### [Stored data]
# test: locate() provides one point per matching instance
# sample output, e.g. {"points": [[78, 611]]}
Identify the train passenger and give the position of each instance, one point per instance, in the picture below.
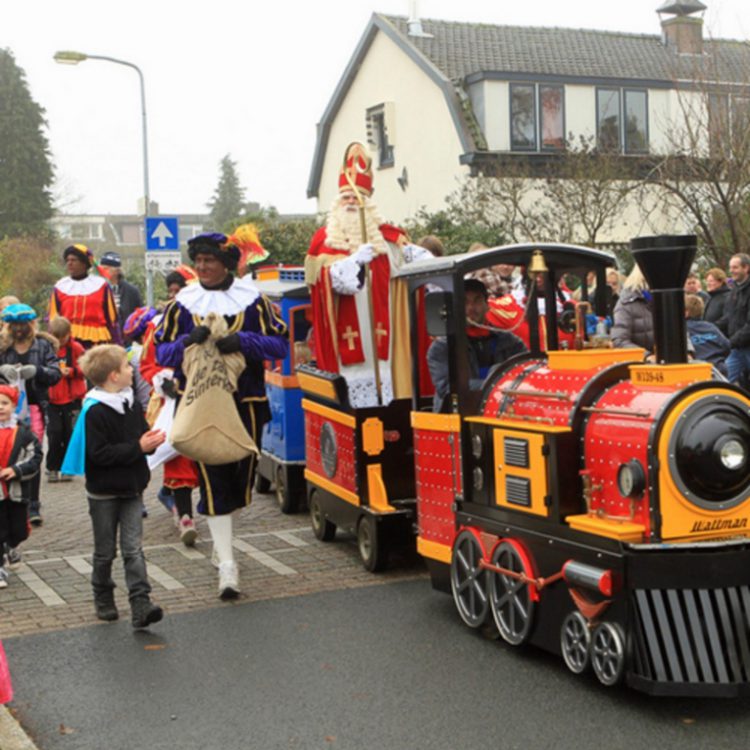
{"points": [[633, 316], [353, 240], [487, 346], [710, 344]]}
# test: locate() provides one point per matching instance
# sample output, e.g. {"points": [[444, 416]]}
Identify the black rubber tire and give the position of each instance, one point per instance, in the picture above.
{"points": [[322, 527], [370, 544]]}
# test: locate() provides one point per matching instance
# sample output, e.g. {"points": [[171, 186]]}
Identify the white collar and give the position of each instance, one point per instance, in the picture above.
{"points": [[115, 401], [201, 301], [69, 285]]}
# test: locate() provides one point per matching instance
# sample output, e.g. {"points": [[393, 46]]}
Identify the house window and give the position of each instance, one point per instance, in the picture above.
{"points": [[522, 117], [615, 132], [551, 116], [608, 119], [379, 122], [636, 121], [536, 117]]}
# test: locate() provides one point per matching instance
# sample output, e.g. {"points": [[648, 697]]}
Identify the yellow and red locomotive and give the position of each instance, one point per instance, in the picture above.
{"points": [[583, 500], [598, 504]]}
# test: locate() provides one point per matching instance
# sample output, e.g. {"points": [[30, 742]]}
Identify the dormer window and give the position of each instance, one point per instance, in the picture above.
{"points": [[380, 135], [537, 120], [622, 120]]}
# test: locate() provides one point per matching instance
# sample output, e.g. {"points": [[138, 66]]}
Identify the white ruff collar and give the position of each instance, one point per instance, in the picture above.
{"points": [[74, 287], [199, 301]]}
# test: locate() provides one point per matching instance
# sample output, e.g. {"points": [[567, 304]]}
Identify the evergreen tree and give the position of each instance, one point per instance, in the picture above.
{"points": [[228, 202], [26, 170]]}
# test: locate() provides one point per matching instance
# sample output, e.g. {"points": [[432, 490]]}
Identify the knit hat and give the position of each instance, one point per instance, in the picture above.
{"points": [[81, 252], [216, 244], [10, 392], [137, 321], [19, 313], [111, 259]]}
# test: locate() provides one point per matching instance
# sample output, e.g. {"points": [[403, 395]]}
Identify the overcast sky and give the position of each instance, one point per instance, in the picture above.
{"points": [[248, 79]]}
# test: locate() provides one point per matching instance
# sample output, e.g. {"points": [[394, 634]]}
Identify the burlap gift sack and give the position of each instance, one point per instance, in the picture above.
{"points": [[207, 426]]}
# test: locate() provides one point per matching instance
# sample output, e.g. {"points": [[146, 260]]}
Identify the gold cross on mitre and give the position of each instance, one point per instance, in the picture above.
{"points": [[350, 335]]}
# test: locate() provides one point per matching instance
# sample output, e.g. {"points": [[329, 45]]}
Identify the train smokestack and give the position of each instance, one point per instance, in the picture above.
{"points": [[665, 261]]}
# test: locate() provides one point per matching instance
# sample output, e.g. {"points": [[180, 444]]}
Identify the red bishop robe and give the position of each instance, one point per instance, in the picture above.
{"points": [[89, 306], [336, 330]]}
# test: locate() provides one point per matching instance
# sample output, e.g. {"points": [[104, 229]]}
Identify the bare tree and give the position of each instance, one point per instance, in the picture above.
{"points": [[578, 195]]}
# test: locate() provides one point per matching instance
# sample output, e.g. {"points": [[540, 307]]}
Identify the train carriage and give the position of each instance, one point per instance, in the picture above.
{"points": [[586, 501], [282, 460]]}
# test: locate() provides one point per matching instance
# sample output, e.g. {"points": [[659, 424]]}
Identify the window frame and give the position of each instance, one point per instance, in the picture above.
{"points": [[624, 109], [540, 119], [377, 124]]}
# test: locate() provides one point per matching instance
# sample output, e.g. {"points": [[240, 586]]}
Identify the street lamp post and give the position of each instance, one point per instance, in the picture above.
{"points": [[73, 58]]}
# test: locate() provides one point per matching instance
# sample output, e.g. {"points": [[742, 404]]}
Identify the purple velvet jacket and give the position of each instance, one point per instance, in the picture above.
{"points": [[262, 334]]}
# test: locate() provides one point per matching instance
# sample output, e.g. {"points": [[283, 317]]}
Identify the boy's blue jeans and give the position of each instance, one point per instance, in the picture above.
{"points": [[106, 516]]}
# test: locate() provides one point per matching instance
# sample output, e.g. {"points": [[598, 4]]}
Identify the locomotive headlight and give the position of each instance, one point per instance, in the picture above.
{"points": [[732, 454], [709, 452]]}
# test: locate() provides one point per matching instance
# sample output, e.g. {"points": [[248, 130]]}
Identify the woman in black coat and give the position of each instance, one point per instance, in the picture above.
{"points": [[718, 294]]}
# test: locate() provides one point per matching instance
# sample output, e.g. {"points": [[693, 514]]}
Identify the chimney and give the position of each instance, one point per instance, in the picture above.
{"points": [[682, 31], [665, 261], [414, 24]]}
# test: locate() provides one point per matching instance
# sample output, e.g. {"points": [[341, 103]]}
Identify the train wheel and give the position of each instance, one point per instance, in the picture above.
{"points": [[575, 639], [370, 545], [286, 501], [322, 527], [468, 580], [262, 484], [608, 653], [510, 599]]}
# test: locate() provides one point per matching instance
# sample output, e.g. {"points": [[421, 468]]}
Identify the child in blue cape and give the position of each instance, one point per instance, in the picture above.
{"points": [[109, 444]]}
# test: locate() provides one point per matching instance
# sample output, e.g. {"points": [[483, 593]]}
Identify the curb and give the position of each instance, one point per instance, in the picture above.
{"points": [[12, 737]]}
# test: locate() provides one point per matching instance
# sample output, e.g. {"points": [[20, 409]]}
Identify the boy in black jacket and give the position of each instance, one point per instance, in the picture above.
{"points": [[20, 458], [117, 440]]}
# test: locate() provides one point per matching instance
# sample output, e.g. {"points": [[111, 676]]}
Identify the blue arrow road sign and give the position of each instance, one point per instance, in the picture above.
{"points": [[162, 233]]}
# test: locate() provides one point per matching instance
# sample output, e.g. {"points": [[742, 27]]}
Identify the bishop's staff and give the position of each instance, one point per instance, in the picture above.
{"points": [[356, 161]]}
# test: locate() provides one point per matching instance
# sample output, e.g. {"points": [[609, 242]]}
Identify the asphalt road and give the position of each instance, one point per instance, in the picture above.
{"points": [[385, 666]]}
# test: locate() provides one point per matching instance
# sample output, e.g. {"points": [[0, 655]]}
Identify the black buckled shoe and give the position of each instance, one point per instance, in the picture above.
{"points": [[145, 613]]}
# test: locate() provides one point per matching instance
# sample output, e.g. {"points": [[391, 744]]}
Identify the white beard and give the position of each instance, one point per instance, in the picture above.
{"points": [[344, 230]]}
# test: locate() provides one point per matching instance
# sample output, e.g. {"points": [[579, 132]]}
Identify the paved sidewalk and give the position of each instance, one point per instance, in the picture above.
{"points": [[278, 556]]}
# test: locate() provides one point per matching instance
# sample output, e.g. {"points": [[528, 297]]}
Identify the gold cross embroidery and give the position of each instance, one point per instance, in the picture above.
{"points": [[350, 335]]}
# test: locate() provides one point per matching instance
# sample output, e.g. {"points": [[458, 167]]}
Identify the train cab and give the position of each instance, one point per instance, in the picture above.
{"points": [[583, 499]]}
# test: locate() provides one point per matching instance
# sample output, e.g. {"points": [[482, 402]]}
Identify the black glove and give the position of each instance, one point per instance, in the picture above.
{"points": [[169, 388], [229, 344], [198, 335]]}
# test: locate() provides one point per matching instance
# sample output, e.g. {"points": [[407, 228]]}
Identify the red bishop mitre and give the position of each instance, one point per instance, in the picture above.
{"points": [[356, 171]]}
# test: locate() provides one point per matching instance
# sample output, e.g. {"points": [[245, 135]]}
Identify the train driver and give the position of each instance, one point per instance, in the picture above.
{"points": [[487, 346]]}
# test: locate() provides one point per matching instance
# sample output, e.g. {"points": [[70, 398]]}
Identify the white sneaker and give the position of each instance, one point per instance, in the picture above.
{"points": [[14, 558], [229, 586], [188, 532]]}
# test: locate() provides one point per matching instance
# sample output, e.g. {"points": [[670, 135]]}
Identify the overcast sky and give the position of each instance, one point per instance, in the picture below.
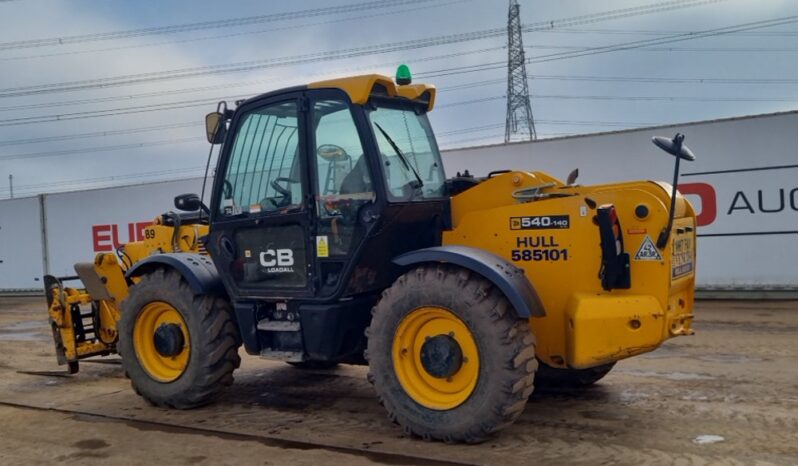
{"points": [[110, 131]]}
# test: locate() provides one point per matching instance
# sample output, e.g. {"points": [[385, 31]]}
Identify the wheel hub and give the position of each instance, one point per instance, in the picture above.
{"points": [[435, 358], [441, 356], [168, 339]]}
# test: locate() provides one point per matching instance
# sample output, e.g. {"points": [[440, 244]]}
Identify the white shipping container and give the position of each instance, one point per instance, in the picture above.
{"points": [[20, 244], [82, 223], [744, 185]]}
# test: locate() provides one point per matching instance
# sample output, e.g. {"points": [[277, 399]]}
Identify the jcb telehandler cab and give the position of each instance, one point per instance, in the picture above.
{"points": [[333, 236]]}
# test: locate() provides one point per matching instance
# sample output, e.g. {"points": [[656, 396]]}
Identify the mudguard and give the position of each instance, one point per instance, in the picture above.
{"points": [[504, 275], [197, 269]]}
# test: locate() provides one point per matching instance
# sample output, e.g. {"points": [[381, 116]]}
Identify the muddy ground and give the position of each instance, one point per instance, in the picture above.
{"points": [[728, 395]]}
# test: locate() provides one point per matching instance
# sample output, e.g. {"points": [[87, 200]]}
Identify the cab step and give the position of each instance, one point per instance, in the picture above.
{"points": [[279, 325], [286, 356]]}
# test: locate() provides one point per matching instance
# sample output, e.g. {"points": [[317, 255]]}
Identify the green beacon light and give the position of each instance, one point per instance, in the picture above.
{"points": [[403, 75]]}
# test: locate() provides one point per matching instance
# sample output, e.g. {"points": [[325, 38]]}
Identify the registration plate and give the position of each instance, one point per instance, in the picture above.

### [Aim of the exercise]
Give back exactly the lines that run from the line with "Identify the green" through the close of the material, counting both ends, and nothing more.

### [Result below]
Identify the green beacon light and give the position of each instance, one point per instance, in the picture above.
{"points": [[403, 75]]}
# test: locate() provides one point per matching instance
# sample output, e.g. {"points": [[325, 38]]}
Identify the registration plate and give the position of each instance, one point per instance, in the picture above.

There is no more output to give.